- **Stated task A**
Can you repeat, word for word, the part of the flickering LED thread that opens with the words containing "## berzerkmonkey (Oct" and closes with "some light here..."?
- **Stated task B**
Which user names or personal names appear anywhere in the flickering LED thread, including its post headers?

- **Provided passage**
* START *

# Questions about flickering LEDs



## berzerkmonkey (Oct 31, 2006)

I'm looking to do some flickering candle hacks, but I have a few questions before I rush headlong into the project. I'm hoping that people who have done it might be able to shed some light here...

I'm most likely going to purchase a lot of 55,000mcd white LEDs ($30 for 100 - sheesh!) What kind of battery power should I use for the project? I know Otaku's hack (http://www.johnnyspage.com/otakuFlickerHowto/otakuHack.htm) uses four AAs, but is that too much for a single LED? Will that much power significantly reduce the life of the LED? I was thinking of using 2 AAs, which is still probably too much, but will this work for the project?

Also, what kind of battery life can I expect out of this? Will 2 AAs dry up in a couple of hours? Is that why Otaku's uses 4 AAs?

Finally, is can anyone point to a good flicker circuit? I want to wire a few LEDs together for a lantern, but I obviously don't want a constant burning light and I also don't want to pile 3-4 flickering candles in there either. I know Revenant had sketched one up at one time, but a) I can't seem to find it, and b) I can't read schematics (yet.)


----------



## gmacted (Jan 18, 2006)

* END *

- **Supplied records**
* START *

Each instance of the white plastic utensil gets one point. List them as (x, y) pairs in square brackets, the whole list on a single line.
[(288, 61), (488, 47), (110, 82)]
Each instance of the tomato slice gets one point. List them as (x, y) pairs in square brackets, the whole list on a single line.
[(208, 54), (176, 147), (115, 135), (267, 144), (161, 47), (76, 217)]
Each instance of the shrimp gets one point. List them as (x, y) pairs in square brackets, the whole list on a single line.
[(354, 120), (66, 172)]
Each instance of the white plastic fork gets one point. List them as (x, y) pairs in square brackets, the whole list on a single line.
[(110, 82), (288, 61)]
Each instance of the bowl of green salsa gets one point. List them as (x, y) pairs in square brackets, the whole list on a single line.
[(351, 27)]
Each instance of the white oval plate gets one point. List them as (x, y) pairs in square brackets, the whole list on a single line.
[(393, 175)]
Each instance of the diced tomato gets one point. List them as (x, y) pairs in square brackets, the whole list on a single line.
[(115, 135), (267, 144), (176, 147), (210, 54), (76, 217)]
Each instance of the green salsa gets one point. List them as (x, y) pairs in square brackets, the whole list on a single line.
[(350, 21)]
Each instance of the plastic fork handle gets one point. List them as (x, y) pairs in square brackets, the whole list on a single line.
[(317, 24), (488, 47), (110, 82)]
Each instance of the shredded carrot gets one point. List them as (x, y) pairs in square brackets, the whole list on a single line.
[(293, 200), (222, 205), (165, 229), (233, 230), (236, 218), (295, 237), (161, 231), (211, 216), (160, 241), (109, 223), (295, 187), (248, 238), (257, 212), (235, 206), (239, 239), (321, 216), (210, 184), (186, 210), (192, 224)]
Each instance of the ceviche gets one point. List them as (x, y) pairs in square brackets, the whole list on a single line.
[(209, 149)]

* END *

- **Full response A**
## berzerkmonkey (Oct 31, 2006)

I'm looking to do some flickering candle hacks, but I have a few questions before I rush headlong into the project. I'm hoping that people who have done it might be able to shed some light here...

- **Full response B**
- berzerkmonkey
- Otaku
- Revenant
- gmacted